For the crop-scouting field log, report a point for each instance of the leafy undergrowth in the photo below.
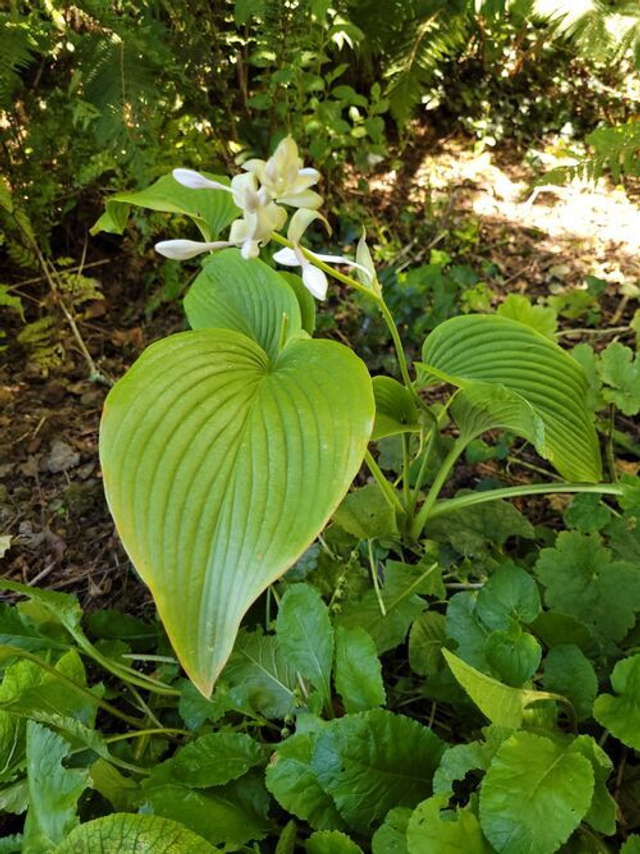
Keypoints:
(482, 696)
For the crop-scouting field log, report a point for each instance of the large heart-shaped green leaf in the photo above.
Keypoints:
(496, 350)
(210, 210)
(221, 466)
(258, 307)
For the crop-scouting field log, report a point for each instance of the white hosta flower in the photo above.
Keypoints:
(284, 177)
(182, 250)
(313, 278)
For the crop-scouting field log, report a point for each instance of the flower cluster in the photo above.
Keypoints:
(259, 192)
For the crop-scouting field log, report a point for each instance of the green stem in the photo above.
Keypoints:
(469, 500)
(127, 674)
(154, 731)
(447, 464)
(388, 491)
(406, 471)
(79, 689)
(377, 298)
(376, 582)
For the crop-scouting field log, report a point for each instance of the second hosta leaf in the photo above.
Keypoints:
(221, 466)
(489, 349)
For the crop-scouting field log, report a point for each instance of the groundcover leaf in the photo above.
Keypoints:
(221, 466)
(306, 636)
(534, 795)
(233, 814)
(373, 761)
(53, 790)
(584, 582)
(391, 836)
(211, 760)
(331, 842)
(569, 672)
(293, 781)
(358, 673)
(502, 704)
(123, 833)
(621, 714)
(259, 674)
(428, 833)
(498, 350)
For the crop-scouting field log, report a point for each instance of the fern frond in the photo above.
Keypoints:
(430, 40)
(616, 148)
(16, 54)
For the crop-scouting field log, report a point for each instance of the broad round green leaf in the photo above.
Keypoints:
(221, 467)
(534, 795)
(496, 350)
(429, 833)
(373, 761)
(620, 713)
(125, 833)
(257, 309)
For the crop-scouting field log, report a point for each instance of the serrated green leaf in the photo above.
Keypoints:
(587, 513)
(293, 781)
(391, 836)
(396, 411)
(509, 594)
(514, 656)
(494, 349)
(53, 790)
(331, 842)
(365, 513)
(470, 529)
(213, 759)
(259, 674)
(553, 629)
(358, 673)
(61, 606)
(621, 714)
(466, 628)
(258, 309)
(457, 761)
(620, 370)
(220, 469)
(457, 833)
(123, 833)
(305, 636)
(569, 672)
(210, 210)
(584, 582)
(287, 840)
(233, 814)
(426, 639)
(374, 761)
(534, 795)
(539, 317)
(502, 704)
(602, 811)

*Job*. Copy all of the rows above, swapping every "photo" for "image" and leaving everything else unchanged. Leave the pictures out of your copy.

*Solved problem*.
For the crop-scouting field log, report a point for each instance of the leafy undergrowth in the image below.
Keypoints:
(482, 696)
For the crop-scouting field log, report a point for each instance of the large heart-shaped green leaf in the image above.
Keypoints:
(496, 350)
(210, 210)
(221, 466)
(258, 307)
For the crop-scouting field log, report a point for each instance of the white hosta flower in the image above.
Keypoints:
(284, 177)
(182, 250)
(313, 278)
For the crop-scouting field log, report a point for each instance of the flower cluster in the image above.
Keypoints:
(259, 192)
For the crop-scouting field log, report a point for each instance of the green stem in the image above.
Keypoints:
(469, 500)
(127, 674)
(154, 731)
(447, 464)
(388, 491)
(406, 471)
(79, 689)
(377, 298)
(376, 582)
For the crop-scouting field log, report a point for each instance of the second hosta leaf in the image above.
Keypoints:
(221, 466)
(489, 349)
For the crop-scouting field log, report a point for each instance of the groundcover leaf in the image above.
Keypoints:
(221, 466)
(306, 636)
(534, 795)
(233, 814)
(373, 761)
(53, 790)
(584, 582)
(391, 836)
(211, 760)
(331, 842)
(569, 672)
(293, 781)
(358, 673)
(502, 704)
(123, 833)
(621, 714)
(259, 674)
(428, 833)
(498, 350)
For the crop-scouting field log, report a point for each instance of the fern frond in the image above.
Keypoints:
(430, 40)
(616, 148)
(16, 54)
For the crop-scouting field log, report a point for each instance of the broad round green leaf in the image above.
Keypoints:
(221, 467)
(534, 795)
(496, 350)
(429, 833)
(373, 761)
(620, 713)
(125, 833)
(257, 309)
For the crop-scouting field log, report a point for each instance of the serrated green leaf in the image above.
Keypoints:
(587, 513)
(293, 781)
(391, 836)
(396, 411)
(509, 594)
(514, 656)
(494, 349)
(53, 790)
(331, 842)
(365, 513)
(470, 529)
(213, 759)
(259, 674)
(553, 629)
(358, 673)
(61, 606)
(621, 714)
(466, 628)
(258, 309)
(457, 761)
(620, 370)
(220, 469)
(457, 833)
(123, 833)
(305, 636)
(569, 672)
(210, 210)
(584, 582)
(287, 840)
(233, 814)
(426, 639)
(374, 761)
(534, 795)
(539, 317)
(502, 704)
(602, 811)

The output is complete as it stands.